== EXERCISE PROMPT ==
Duplicate the entire listing below verbatim, line for line.

== Annotated coordinate listing ==
━━━━━━━━━━━━━━━━━━━━━━━━━━━━━━

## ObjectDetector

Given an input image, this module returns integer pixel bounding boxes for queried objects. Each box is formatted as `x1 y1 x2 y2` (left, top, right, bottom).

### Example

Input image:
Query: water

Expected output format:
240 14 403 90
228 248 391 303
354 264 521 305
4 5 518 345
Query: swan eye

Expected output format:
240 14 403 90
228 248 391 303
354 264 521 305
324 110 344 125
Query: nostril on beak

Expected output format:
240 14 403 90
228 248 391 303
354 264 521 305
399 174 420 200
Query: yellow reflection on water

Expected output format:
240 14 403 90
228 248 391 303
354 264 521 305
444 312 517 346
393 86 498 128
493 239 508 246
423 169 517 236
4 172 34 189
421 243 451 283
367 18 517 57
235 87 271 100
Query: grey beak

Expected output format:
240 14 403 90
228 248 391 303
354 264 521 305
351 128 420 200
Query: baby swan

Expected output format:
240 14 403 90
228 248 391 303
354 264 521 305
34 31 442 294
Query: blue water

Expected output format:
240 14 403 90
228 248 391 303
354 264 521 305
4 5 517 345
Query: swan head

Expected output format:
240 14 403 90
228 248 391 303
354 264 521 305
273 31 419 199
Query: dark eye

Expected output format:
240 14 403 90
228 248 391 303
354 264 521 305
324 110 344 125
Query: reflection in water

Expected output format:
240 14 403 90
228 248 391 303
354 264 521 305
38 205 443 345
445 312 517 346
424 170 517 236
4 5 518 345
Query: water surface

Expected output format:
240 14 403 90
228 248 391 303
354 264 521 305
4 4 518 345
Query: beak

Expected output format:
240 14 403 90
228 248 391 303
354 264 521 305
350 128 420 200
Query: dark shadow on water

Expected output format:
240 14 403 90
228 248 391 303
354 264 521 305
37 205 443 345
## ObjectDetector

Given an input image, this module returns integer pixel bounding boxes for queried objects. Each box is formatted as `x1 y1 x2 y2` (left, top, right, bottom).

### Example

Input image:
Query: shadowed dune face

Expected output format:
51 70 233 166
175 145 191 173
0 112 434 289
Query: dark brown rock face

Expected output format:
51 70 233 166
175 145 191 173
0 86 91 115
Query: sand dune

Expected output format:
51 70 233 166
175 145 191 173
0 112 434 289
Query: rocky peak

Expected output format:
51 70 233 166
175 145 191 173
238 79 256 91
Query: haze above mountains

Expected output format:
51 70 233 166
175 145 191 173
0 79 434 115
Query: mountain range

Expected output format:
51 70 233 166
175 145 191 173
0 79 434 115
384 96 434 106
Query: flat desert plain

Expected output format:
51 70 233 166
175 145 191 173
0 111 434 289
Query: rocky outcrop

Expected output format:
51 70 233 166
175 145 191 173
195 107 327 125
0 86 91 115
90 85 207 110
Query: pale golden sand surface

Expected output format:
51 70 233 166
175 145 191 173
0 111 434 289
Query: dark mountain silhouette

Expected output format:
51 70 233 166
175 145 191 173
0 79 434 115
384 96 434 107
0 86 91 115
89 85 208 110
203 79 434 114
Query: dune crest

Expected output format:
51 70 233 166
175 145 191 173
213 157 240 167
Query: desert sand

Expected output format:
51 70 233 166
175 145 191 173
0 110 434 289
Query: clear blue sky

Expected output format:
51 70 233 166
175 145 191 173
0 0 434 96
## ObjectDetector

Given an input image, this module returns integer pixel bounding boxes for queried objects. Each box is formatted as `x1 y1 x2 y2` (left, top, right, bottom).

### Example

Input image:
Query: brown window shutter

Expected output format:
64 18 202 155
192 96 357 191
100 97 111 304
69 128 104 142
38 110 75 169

━━━━━━━━━━━━━━━━━━━━━━━━━━━━━━

== SOLUTION TO THE EXERCISE ==
## ObjectDetector

Given an input image, this module returns integer pixel bounding boxes for queried objects. Each box is formatted as `x1 y1 x2 y2` (left, top, right, bottom).

### Example

Input image:
Query: water

Expected output format:
240 14 403 90
228 248 391 303
354 264 521 305
4 5 518 345
Query: swan eye

Expected output format:
240 14 403 90
228 248 391 303
354 264 521 305
324 110 344 125
Query: nostril on beak

Expected output format:
240 14 403 90
228 248 391 303
354 264 521 305
399 174 420 200
Query: yellow reflection on water

Expected output format:
240 14 403 90
228 248 391 303
354 264 521 305
444 312 517 346
393 86 498 128
493 239 508 246
423 169 517 236
4 172 34 189
421 243 451 283
367 18 517 57
235 87 271 100
Query: grey beak

Expected output format:
240 14 403 90
228 248 391 303
354 264 521 305
351 128 420 200
Query: baby swan

Expected output format:
240 14 403 90
228 248 391 303
354 264 521 305
34 31 442 294
Query: blue water

Expected output format:
240 14 403 90
228 248 391 303
354 264 521 305
4 5 517 345
Query: swan head

Expected output format:
240 14 403 90
228 248 391 303
354 264 521 305
273 31 419 199
Query: dark eye

Expected output format:
240 14 403 90
228 248 391 303
354 264 521 305
324 110 344 125
Query: reflection in water

Expected output format:
240 14 403 90
228 248 391 303
354 264 521 305
38 205 443 345
445 312 517 346
424 170 517 236
4 5 518 345
Query: water surface

Expected output format:
240 14 403 90
228 248 391 303
354 264 521 305
4 4 518 345
Query: beak

Expected output format:
240 14 403 90
228 248 391 303
354 264 521 305
350 128 420 200
Query: dark shadow on water

Expected output format:
240 14 403 90
228 248 391 303
354 264 521 305
37 205 443 345
## ObjectDetector

Given an input image, this module returns integer pixel bounding boxes for queried objects. Each box is formatted as `x1 y1 x2 y2` (left, top, right, bottom).

### Example

Input image:
Query: shadowed dune face

Expected output format:
51 70 233 166
175 145 191 173
0 112 434 289
Query: dark brown rock face

Expected output format:
51 70 233 166
175 145 191 173
0 86 91 115
Query: sand dune

Expected output format:
51 70 233 166
175 145 191 173
0 112 434 289
Query: rocky peak

Expected output format:
51 70 233 166
175 145 191 173
238 79 256 91
Query: haze above mountains

Expected output format:
51 70 233 166
175 145 191 173
0 79 434 115
Query: mountain range

Expected output format:
51 70 233 166
175 145 191 173
0 79 434 115
384 96 434 106
Query: flat desert plain

Expected output format:
51 70 233 166
175 145 191 173
0 111 434 289
Query: rocky outcrop

Expected output format:
51 70 233 166
175 145 191 173
195 107 327 125
0 86 91 115
90 85 207 110
Query: pale golden sand surface

Expected output format:
51 70 233 166
175 145 191 173
0 111 434 289
Query: dark mountain silhouette

Expected output format:
51 70 233 166
175 145 191 173
0 79 434 115
384 96 434 107
0 86 91 115
89 85 208 110
203 79 434 114
Query: dune crest

Expected output format:
51 70 233 166
175 145 191 173
213 157 240 167
Query: desert sand

Expected output format:
51 70 233 166
175 145 191 173
0 110 434 289
Query: clear blue sky

Expected output format:
51 70 233 166
175 145 191 173
0 0 434 96
## ObjectDetector

Given an input image, this module returns integer pixel bounding boxes for queried objects. Each box is formatted as `x1 y1 x2 y2` (left, top, right, bottom).

### Example

Input image:
Query: brown window shutter

Expected output format:
64 18 202 155
192 96 357 191
100 97 111 304
69 128 104 142
38 110 75 169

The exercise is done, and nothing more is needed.